-- start SELECTED EXCERPT --
An elevator-service annuity trading at 62% of base intrinsic value.

Otis Worldwide Corp (OTIS) · Analysis #1 · 5/4/2026

Otis is half-toll-booth, half-industrial: 65% of revenue and 91% of segment profit comes from servicing a 2.5 million-unit installed base. At $77.08 versus a base IV of $125.18, the market is pricing China weakness as permanent.

Plain English

Otis sells elevators, but the real business is servicing them. Once an elevator goes into a building, it has to be inspected and maintained for 20-30 years, by law, almost everywhere. Otis has 2.5 million elevators under contract and 37,000 mechanics. Every month, building owners pay Otis a small fee. The new-elevator sale is mostly a way to win the long service contract that follows. About two-thirds of revenue and over nine-tenths of profit comes from this servicing work. It's like owning a toll bridge that has to be crossed monthly, around the world.

Thesis

Otis Worldwide is the global #1 elevator company and, more importantly, the global #1 elevator-servicer. The franchise has the rare structural feature Buffett looks for: a small, frequently-bought new-equipment sale that locks the customer into a 20-30 year stream of mandated, high-margin maintenance. Per the 2025 10-K, New Equipment is 35% of sales but only 9% of segment operating profit; Service is 65% of sales and 91% of segment profit. The maintenance portfolio is roughly 2.5 million units globally, served by 37,000 mechanics from 1,400 branches in 70+ countries. Once an elevator is installed, the building owner's switching cost is the operational risk of changing who is responsible for a life-safety device that is regulated, inspected, and rides on customer-specific service records.

The scorecard rates this an 80/100 composite (Profitability 19/25, Balance Sheet 18/25, Capital Allocation 20/25, Valuation 23/25). The headline metrics support the model: 10-year average ROIC of 154.6% (a function of the post-spin negative-equity capital structure — the right read is 'extremely capital-light service economics'), 5-year ROIIC of 35.0%, and a 10-year share-count change of -1.4% per year as Otis has steadily bought back stock since the 2020 spin from RTX.

The price-to-IV math: at $77.08 vs. base IV of $125.18, OTIS trades at 0.62x base IV. The reverse-DCF implied growth is 7.7%, well below the 14% base CAGR the scorer used (already clamped down from a 16.4% raw figure). IV-low is $69.24 — the stock is only ~11% above the bear-case fair value, giving downside protection. This is a moderate-conviction Buy: at $70 it becomes a high-conviction Buy; above $130 trim toward IV-high $162.50.

Moat

Otis is a textbook example of what Buffett calls a 'toll bridge' — and the toll is paid in 200+ countries every month under regulatory mandate. Five moat lenses:

1. Switching costs (HIGH) — This is the dominant moat. Once an elevator is installed in a building, it stays for 20-30 years and must, by law in essentially every developed jurisdiction, undergo periodic inspection and maintenance. Building owners face a strong status-quo bias because (a) the OEM holds the unit's service history, calibration data, and proprietary parts catalog, (b) any incident on a switched unit becomes a liability question, and (c) Otis ONE IoT data, calibration tools, and Gen360's electronic architecture reinforce the OEM-as-servicer logic. Per the 10-K, the maintenance portfolio is grown 'through conversion of newly installed units into maintenance contracts' — i.e., the New Equipment sale is in part a customer-acquisition expense for the Service annuity. Damodaran notes [2] that 'the most significant barrier to entry... is the cost to the end-user of switching from one product to a competitor.' Otis runs the Microsoft-Excel playbook of vertical integration into the user's daily operations.
-- end SELECTED EXCERPT --
CHALLENGE 1: Give the number of record lines that contain the string "outline", with case counting, and reply with only that number.
These records are unrelated to the Otis analysis.
-- start TASK INPUT --
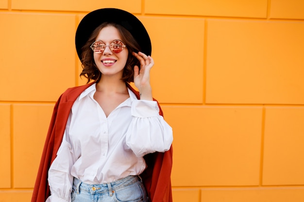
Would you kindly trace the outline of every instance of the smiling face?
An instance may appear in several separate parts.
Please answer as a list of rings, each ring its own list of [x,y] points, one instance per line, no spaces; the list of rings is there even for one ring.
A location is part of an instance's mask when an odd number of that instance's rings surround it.
[[[102,28],[96,37],[96,41],[100,40],[106,46],[101,53],[93,53],[95,64],[101,73],[101,77],[115,77],[118,79],[122,77],[128,51],[126,48],[119,53],[112,51],[109,45],[117,40],[122,41],[117,29],[112,26]]]

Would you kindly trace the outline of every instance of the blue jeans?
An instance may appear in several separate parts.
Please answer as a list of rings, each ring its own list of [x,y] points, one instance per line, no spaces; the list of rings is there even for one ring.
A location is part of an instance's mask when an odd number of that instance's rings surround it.
[[[148,202],[146,189],[138,176],[100,185],[88,185],[74,178],[71,195],[73,202]]]

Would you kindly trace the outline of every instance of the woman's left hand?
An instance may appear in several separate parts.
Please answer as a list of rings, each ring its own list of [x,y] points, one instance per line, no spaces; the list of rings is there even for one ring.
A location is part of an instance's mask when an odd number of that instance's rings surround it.
[[[154,65],[153,59],[141,52],[134,52],[133,55],[140,62],[140,69],[137,65],[134,66],[134,84],[139,91],[140,99],[152,100],[150,71]]]

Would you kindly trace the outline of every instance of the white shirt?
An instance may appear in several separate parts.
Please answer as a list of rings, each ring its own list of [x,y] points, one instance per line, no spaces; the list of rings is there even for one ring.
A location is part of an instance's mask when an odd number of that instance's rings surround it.
[[[96,84],[74,103],[57,157],[49,171],[48,202],[70,202],[73,178],[89,184],[141,174],[143,156],[170,149],[172,128],[156,101],[130,97],[106,117],[93,98]]]

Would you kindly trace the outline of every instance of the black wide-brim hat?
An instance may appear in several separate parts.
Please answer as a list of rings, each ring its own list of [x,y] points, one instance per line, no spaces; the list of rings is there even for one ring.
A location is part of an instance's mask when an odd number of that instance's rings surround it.
[[[78,57],[81,60],[82,48],[92,32],[104,22],[114,22],[121,25],[131,33],[141,52],[151,55],[151,41],[141,22],[133,14],[116,8],[102,8],[88,13],[81,20],[76,32],[75,43]]]

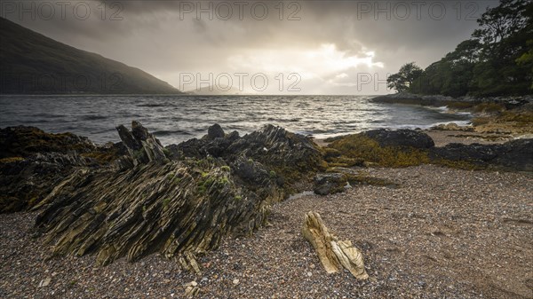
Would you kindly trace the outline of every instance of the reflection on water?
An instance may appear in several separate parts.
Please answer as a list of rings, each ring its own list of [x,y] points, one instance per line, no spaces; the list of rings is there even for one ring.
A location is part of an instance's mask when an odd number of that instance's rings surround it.
[[[115,127],[140,121],[163,145],[199,138],[213,123],[246,134],[271,123],[326,138],[376,128],[465,123],[443,108],[374,104],[364,96],[1,96],[0,127],[71,131],[98,143],[118,141]]]

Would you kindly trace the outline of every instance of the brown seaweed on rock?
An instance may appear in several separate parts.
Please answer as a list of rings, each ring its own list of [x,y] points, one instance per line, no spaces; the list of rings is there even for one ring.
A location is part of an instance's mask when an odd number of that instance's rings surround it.
[[[31,209],[78,168],[106,168],[124,151],[71,133],[35,127],[0,129],[0,213]]]
[[[130,153],[122,167],[80,169],[37,207],[53,255],[96,254],[107,264],[159,252],[198,271],[195,255],[251,233],[285,197],[274,169],[306,177],[322,162],[309,139],[273,126],[243,138],[210,130],[217,137],[166,149],[138,122],[117,130]]]

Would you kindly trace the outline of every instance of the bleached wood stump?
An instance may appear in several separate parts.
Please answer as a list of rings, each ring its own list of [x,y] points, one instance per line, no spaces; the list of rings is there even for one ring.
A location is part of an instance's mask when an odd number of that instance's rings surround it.
[[[361,252],[350,240],[338,240],[330,233],[318,213],[306,214],[302,233],[316,250],[318,258],[328,273],[338,272],[344,267],[358,279],[369,278]]]

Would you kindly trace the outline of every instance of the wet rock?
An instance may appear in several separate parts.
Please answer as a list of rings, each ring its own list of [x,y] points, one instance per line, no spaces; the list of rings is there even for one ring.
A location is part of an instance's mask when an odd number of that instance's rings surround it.
[[[431,130],[436,130],[473,131],[473,127],[461,127],[461,126],[458,126],[455,122],[442,123],[442,124],[439,124],[437,126],[432,127]]]
[[[321,151],[309,138],[272,125],[239,137],[232,132],[215,139],[191,139],[167,146],[174,160],[202,159],[208,155],[221,158],[228,165],[242,166],[244,176],[249,165],[236,163],[243,159],[259,163],[268,174],[288,185],[312,177],[323,169]]]
[[[414,130],[372,130],[363,135],[378,141],[379,146],[412,147],[418,149],[432,148],[435,146],[429,135]]]
[[[533,139],[518,139],[499,145],[449,144],[430,152],[434,161],[464,161],[482,167],[533,171]]]
[[[328,195],[344,191],[346,177],[342,173],[317,174],[314,177],[314,193]]]
[[[159,252],[200,273],[198,255],[266,224],[285,196],[285,172],[274,169],[305,176],[322,161],[310,140],[273,126],[167,147],[172,160],[139,123],[117,130],[130,168],[76,169],[39,205],[36,226],[52,255],[94,254],[107,264]]]
[[[124,151],[22,126],[1,129],[0,147],[0,213],[31,209],[74,169],[109,166]]]
[[[222,127],[218,123],[215,123],[207,129],[208,139],[223,138],[225,135],[224,130],[222,130]]]
[[[128,149],[133,165],[148,162],[165,163],[169,161],[159,140],[148,133],[140,122],[131,122],[131,131],[123,125],[116,127],[116,130]]]

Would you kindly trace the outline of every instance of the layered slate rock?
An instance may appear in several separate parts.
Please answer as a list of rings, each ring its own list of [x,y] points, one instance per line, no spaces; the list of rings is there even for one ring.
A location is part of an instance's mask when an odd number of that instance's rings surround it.
[[[71,133],[1,129],[0,213],[32,208],[76,169],[107,167],[123,151],[120,145],[96,146]]]
[[[268,170],[280,185],[287,186],[325,169],[322,154],[311,139],[280,127],[266,125],[243,137],[236,131],[226,134],[219,125],[209,132],[201,139],[167,146],[169,156],[179,160],[209,155],[223,159],[232,169],[240,169],[243,160],[253,161]]]
[[[121,168],[80,169],[40,204],[36,227],[54,255],[95,254],[107,264],[159,252],[199,271],[197,255],[227,235],[251,233],[285,196],[283,177],[260,161],[274,165],[276,155],[282,165],[313,169],[314,154],[320,158],[313,147],[291,153],[312,143],[275,127],[243,138],[217,133],[171,150],[139,123],[117,130],[130,153]]]

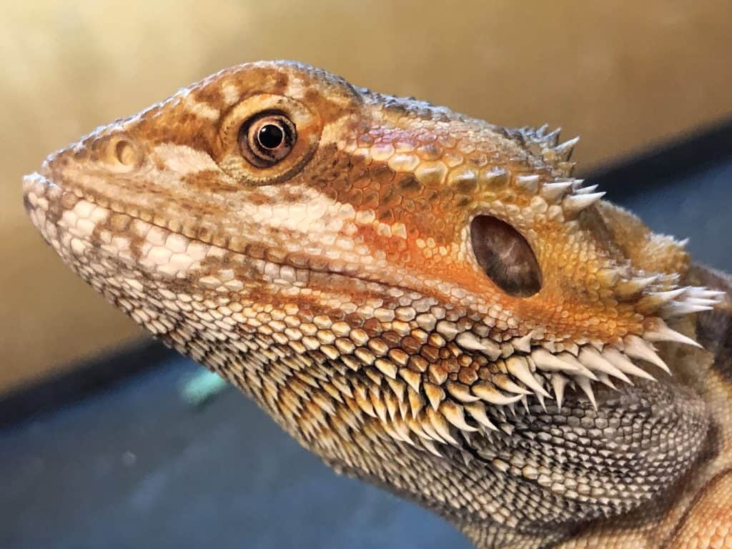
-- end TASK INPUT --
CHALLENGE 2: In the Otis analysis, how many mechanics does Otis have?

WRITTEN SOLUTION 1: 10

WRITTEN SOLUTION 2: 37,000